Assignment - Write what comes next in the forum thread about Mukki Boxing, beginning right after its final line.

# Musti Yuhda/ Mukki Boxing



## Danjo (Apr 1, 2004)

Here is an art/sport that I have been able to find very little on. Any further info would be greatly appreciated.

*Musti Yudha:* (India) "Mukki Boxing." This brutal form of bare hand fighting devoid of leg techniques existed for some three hundred and fifty years in the Benares (India) prior to being officially banned. It then went underground in its practice. It is alleged to have experienced a revival from the most unlikely of benefactors, the British Police Chief. Multiple opponent bouts were often held although this has given way to the more common individual bout. Few rules exist and one may target any point on the body save the genitals. Deaths within these contests are reputed to be numerous. Mukki Boxers are known for their extreme emphasis on hand conditioning, and a well trained boxer can shatter a coconut with a blow.


----------



## Danjo (Apr 19, 2004)

Listed entries -
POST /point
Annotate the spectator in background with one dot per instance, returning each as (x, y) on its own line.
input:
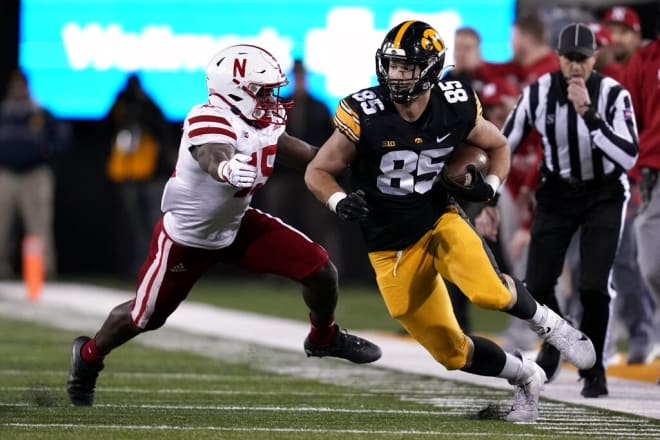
(623, 24)
(467, 57)
(498, 98)
(30, 138)
(139, 165)
(532, 54)
(285, 195)
(642, 77)
(606, 63)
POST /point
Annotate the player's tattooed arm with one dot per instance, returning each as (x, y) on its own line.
(209, 157)
(294, 153)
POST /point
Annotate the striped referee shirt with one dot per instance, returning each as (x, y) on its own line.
(574, 147)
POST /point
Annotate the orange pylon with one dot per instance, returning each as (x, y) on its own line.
(33, 266)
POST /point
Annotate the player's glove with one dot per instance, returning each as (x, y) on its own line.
(237, 171)
(352, 207)
(479, 190)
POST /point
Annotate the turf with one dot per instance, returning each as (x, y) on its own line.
(238, 391)
(359, 306)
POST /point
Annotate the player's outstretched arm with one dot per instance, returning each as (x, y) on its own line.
(294, 152)
(220, 162)
(334, 157)
(486, 136)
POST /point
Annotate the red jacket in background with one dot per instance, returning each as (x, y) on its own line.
(642, 79)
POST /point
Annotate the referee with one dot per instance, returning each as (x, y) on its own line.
(589, 135)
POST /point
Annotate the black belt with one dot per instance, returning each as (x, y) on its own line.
(580, 185)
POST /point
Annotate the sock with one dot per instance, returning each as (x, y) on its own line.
(513, 369)
(322, 330)
(525, 306)
(539, 316)
(488, 358)
(90, 353)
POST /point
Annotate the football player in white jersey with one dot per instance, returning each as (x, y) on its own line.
(227, 152)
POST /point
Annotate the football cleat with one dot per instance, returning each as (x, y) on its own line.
(525, 406)
(549, 358)
(345, 346)
(82, 376)
(595, 385)
(574, 345)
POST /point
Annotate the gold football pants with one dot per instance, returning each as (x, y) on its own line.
(412, 286)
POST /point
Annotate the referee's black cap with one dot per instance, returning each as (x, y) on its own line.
(576, 38)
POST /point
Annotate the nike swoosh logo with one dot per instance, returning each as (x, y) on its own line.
(440, 139)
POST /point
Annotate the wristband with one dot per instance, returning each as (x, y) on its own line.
(221, 165)
(334, 199)
(493, 181)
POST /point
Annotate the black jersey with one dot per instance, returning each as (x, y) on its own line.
(397, 162)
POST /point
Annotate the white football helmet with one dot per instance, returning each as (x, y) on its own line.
(248, 79)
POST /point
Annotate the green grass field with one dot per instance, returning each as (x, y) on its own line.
(359, 307)
(192, 387)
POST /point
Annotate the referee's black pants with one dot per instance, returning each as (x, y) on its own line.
(561, 209)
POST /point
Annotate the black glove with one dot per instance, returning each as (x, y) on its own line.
(353, 206)
(649, 179)
(477, 191)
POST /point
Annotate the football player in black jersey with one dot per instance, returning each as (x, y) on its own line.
(395, 138)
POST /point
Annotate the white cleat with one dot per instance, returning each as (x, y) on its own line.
(525, 407)
(574, 345)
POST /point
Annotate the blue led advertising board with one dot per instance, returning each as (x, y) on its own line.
(78, 53)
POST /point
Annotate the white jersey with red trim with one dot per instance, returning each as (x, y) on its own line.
(199, 210)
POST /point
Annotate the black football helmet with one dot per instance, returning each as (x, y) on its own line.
(411, 42)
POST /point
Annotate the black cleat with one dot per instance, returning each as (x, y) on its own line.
(549, 358)
(345, 346)
(82, 376)
(595, 385)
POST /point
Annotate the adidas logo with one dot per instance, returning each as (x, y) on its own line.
(179, 268)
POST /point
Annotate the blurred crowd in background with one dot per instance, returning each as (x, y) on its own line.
(97, 184)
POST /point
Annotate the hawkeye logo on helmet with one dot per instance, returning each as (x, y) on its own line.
(432, 38)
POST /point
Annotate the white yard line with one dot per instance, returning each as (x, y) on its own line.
(83, 307)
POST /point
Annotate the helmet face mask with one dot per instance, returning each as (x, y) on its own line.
(411, 43)
(248, 79)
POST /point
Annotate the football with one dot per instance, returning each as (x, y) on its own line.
(455, 168)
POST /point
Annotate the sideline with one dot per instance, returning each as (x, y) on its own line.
(83, 307)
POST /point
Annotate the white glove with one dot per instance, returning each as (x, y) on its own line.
(237, 172)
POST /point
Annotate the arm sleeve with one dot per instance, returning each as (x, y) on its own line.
(347, 121)
(616, 134)
(519, 122)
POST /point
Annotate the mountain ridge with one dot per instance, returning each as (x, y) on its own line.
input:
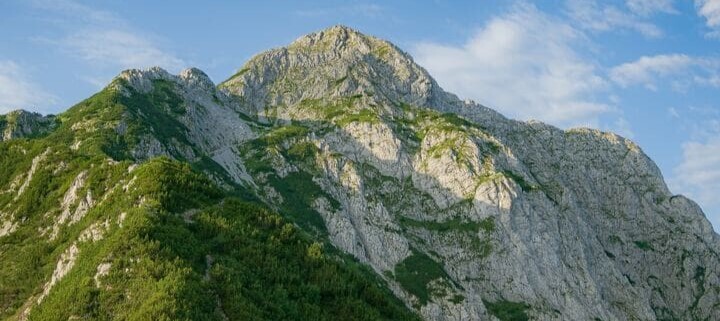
(464, 213)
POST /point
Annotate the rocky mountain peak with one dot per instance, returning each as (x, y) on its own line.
(330, 64)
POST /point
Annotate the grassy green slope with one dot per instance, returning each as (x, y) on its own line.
(176, 247)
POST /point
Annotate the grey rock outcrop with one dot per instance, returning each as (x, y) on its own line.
(465, 213)
(21, 123)
(571, 225)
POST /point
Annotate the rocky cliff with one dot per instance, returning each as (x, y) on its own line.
(465, 214)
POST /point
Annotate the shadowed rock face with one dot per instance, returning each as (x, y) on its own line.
(20, 123)
(466, 214)
(582, 224)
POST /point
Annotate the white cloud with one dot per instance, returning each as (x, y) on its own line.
(522, 64)
(680, 70)
(698, 175)
(590, 15)
(649, 7)
(646, 69)
(16, 91)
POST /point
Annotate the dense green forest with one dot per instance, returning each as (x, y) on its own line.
(161, 241)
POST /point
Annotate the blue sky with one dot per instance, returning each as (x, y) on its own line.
(646, 69)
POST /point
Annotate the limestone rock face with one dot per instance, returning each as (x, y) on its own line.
(466, 214)
(566, 225)
(20, 123)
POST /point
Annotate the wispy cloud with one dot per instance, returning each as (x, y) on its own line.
(106, 40)
(650, 7)
(681, 70)
(698, 174)
(594, 16)
(523, 64)
(17, 91)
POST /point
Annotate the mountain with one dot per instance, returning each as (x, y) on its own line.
(334, 179)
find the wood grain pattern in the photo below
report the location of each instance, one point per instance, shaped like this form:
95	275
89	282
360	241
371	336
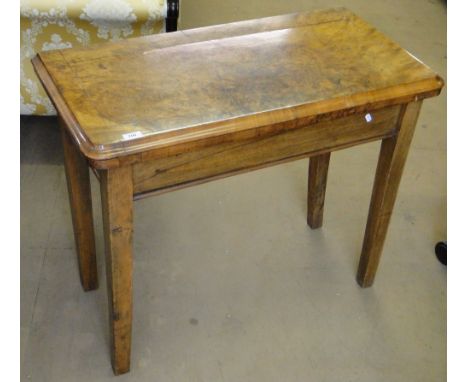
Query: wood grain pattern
232	157
317	185
117	212
243	76
392	159
79	193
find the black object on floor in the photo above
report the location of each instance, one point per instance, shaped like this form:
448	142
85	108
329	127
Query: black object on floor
441	251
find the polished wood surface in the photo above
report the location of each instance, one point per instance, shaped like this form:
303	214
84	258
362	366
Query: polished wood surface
243	76
392	160
117	214
79	192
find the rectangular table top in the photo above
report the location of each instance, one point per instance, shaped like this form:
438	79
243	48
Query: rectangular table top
138	94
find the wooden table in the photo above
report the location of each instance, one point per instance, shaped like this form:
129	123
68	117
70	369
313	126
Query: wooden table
155	114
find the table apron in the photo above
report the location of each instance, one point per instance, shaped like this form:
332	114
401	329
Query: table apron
230	158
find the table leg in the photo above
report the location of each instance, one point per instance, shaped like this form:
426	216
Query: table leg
79	192
318	171
393	153
117	212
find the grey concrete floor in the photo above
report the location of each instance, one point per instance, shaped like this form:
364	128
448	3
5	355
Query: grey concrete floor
230	284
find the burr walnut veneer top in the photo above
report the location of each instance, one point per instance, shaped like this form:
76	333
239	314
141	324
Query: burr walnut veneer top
139	94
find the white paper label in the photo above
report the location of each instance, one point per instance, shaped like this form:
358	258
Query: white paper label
133	135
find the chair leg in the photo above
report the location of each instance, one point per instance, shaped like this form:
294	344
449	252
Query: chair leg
318	171
172	15
117	213
392	159
79	192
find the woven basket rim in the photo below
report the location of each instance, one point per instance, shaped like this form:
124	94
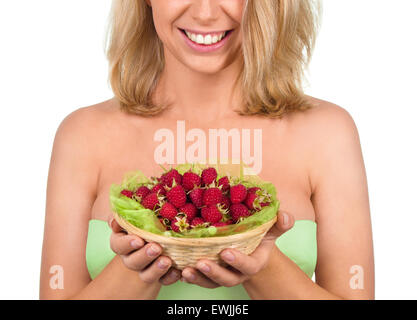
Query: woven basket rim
193	242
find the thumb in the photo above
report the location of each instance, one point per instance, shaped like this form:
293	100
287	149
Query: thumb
285	222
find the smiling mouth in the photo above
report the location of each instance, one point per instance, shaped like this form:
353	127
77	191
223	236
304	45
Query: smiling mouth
207	38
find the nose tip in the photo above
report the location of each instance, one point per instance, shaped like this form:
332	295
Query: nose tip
205	11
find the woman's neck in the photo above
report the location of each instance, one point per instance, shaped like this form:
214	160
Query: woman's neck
195	95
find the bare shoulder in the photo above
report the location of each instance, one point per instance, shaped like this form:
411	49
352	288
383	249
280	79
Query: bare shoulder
323	122
90	118
81	133
323	119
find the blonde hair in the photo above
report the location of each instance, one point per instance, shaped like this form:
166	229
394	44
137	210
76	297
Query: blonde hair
278	40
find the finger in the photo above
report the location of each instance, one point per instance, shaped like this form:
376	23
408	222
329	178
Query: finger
156	270
218	274
248	265
172	276
284	223
139	259
191	275
123	244
115	226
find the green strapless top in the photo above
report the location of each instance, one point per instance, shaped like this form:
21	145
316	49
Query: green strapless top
299	244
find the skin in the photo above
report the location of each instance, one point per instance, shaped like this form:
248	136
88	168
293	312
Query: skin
315	162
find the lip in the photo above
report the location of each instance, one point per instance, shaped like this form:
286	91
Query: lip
202	47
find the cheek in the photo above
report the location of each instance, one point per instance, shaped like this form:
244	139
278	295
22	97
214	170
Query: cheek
234	8
164	18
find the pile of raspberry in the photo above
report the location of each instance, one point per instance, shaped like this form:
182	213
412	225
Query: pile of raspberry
183	202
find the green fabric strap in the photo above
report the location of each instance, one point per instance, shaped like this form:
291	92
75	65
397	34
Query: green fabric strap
299	244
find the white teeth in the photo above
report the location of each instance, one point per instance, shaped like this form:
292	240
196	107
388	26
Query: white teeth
207	39
200	39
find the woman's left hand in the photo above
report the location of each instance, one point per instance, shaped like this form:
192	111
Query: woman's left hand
211	275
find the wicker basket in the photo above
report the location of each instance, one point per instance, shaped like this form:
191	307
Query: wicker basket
187	251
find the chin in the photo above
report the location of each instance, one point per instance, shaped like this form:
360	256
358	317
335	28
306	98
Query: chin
206	67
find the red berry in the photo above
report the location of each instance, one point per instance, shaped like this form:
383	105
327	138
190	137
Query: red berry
127	193
225	203
239	210
211	214
196	197
142	192
250	200
197	222
190	180
177	196
208	176
212	196
165	222
159	188
175	228
224	183
151	201
168	178
253	189
190	211
168	211
238	193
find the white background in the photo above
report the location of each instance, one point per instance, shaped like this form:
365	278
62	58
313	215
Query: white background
52	62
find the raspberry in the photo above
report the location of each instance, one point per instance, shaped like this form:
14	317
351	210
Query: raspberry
127	193
177	196
190	180
212	196
224	183
208	176
168	178
175	228
211	214
168	211
189	210
196	197
197	222
239	210
159	188
225	203
151	201
238	193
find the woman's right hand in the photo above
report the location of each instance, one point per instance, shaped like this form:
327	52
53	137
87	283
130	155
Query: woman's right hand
145	258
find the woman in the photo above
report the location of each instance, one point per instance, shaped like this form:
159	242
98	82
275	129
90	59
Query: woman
214	64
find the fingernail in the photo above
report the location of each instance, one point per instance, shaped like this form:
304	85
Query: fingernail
152	251
135	244
285	219
162	264
229	256
189	275
204	267
111	222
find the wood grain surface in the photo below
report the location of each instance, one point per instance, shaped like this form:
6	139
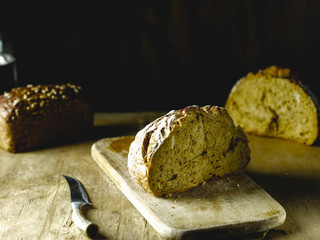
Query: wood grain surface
35	199
223	207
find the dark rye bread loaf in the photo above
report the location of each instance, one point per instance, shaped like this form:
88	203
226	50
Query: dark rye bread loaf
274	103
184	148
36	115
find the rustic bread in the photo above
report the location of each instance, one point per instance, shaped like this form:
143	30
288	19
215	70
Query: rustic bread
35	115
273	102
185	148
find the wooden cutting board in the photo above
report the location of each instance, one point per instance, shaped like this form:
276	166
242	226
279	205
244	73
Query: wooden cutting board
228	206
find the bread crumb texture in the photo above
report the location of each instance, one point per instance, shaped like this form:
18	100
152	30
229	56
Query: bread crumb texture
274	103
184	148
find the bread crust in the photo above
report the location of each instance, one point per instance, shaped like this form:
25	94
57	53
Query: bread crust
149	140
281	74
32	116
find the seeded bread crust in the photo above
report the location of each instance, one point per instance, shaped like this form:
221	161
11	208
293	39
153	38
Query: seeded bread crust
276	74
141	158
32	116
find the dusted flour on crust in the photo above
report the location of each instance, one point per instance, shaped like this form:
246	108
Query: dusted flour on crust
184	148
274	103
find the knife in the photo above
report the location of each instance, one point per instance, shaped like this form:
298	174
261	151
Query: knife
79	199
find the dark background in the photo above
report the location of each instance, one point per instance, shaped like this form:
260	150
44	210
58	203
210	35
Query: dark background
161	55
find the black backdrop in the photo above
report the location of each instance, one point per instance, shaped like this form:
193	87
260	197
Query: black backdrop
160	55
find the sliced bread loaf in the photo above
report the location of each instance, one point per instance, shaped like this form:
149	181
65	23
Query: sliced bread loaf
273	102
185	148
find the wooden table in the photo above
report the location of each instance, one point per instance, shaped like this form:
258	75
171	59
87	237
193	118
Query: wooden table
35	199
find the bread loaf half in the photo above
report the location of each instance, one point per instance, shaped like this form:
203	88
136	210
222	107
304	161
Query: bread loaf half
185	148
274	103
36	115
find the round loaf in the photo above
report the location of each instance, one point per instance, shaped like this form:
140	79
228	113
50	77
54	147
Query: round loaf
184	148
274	103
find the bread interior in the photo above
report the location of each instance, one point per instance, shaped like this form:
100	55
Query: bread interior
202	147
274	107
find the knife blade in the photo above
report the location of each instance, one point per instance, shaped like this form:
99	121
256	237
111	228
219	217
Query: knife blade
79	199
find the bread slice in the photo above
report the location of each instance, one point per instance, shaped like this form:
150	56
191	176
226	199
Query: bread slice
184	148
273	102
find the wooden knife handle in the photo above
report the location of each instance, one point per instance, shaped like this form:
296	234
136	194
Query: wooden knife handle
83	223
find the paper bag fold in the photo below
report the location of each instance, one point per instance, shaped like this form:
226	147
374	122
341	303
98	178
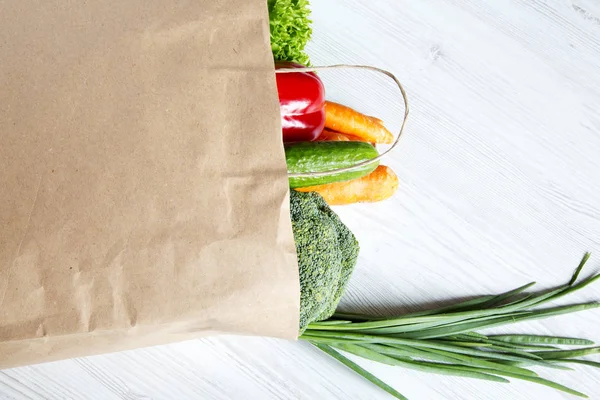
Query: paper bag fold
144	188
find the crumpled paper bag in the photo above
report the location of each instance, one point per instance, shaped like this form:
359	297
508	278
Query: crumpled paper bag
144	189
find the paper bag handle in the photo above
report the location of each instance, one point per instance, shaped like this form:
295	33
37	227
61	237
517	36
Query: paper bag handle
372	160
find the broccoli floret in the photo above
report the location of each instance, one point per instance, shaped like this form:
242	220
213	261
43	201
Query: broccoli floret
327	254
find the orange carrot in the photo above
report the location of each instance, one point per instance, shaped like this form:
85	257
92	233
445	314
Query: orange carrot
346	120
377	186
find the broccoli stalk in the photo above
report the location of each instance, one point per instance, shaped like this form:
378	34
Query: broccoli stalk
327	254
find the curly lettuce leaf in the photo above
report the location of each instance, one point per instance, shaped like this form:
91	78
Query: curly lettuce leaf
290	29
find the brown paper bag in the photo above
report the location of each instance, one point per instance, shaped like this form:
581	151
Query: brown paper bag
144	190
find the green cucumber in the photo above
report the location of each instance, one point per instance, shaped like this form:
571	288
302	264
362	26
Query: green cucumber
324	156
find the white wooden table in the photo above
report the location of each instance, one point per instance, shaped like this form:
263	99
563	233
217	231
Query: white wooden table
500	172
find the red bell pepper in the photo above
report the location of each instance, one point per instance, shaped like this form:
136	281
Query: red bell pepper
302	103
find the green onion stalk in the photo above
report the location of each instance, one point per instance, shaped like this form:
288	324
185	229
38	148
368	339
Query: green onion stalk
446	341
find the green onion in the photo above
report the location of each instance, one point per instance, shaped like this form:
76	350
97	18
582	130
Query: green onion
444	341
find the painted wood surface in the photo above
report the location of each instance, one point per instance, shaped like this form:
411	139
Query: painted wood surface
500	186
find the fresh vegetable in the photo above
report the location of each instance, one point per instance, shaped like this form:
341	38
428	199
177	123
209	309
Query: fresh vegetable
445	341
302	104
333	136
377	186
327	253
326	156
290	29
343	119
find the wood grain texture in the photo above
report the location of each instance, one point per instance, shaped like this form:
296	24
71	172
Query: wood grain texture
500	185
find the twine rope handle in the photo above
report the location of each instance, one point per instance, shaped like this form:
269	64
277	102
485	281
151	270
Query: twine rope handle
372	160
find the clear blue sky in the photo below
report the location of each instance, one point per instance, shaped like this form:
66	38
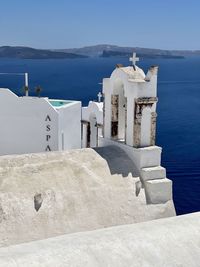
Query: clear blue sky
168	24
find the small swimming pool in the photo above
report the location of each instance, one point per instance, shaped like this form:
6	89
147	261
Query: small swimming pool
59	103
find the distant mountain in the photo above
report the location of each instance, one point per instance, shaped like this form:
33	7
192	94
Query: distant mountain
101	50
109	53
31	53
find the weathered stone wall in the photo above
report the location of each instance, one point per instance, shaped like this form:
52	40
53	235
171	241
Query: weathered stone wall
44	195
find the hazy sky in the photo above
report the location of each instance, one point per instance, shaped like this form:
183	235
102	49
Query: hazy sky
169	24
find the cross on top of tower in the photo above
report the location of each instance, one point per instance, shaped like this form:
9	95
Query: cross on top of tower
134	59
99	96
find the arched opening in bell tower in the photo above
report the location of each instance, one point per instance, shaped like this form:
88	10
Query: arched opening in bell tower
93	130
118	110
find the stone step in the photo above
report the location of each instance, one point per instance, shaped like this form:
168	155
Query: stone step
152	173
158	191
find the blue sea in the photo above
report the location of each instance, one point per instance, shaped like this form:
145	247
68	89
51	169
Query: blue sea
178	127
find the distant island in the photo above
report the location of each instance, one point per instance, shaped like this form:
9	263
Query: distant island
31	53
103	50
92	51
109	53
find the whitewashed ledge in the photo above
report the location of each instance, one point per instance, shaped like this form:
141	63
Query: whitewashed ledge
167	242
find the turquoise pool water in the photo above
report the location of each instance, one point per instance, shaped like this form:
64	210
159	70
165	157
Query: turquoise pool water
59	103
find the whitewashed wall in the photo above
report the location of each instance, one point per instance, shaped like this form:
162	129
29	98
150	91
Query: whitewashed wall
30	124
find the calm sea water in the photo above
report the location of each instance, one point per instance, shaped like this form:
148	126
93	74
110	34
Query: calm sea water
178	127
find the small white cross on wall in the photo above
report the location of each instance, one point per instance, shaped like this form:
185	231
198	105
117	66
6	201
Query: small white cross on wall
134	59
99	96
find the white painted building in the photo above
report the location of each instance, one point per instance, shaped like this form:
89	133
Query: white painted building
33	124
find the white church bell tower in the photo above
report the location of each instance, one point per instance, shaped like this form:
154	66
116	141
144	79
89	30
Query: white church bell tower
130	99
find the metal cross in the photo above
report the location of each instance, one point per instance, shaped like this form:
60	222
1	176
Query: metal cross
99	96
134	59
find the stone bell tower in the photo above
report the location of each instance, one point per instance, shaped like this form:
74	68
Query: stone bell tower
130	105
129	122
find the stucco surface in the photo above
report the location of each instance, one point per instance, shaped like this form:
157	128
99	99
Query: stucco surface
171	242
49	194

Result for this task -
Well, by chance, I have managed to get some of the answers I sought on my own by finding out that Musti Yuhda/Mukki Boxing also has another name: Vajramushti Yuddha. Here is some of what I have found out, though I would dearly love to see any material that actually showed this art.

*The Vajramushti Martial Arts*



The first written records that describe a system of Martial Arts (as we have defined them) come from India in the 3rd Century AD, where the first mention of a barehanded fighting art is made in the well-known Buddhist scripture, Lotus Sutra. The art described was called Vajramushti - a form of barehanded pugilism practiced by the Indian warrior caste called the Kshatrya, who can best be compared to the Japanese Samurai. Like the Samurai, the ranks of the Kshatrya were made of the upper strata of society. It is likely that the Martial Arts were included in the training of the accomplished person, especially one born into the aristocratic classes.

One significant difference between the Kshatrya warriors of India and the Samurai of Japan is that women were commonly found as equals within the Kshatrya caste.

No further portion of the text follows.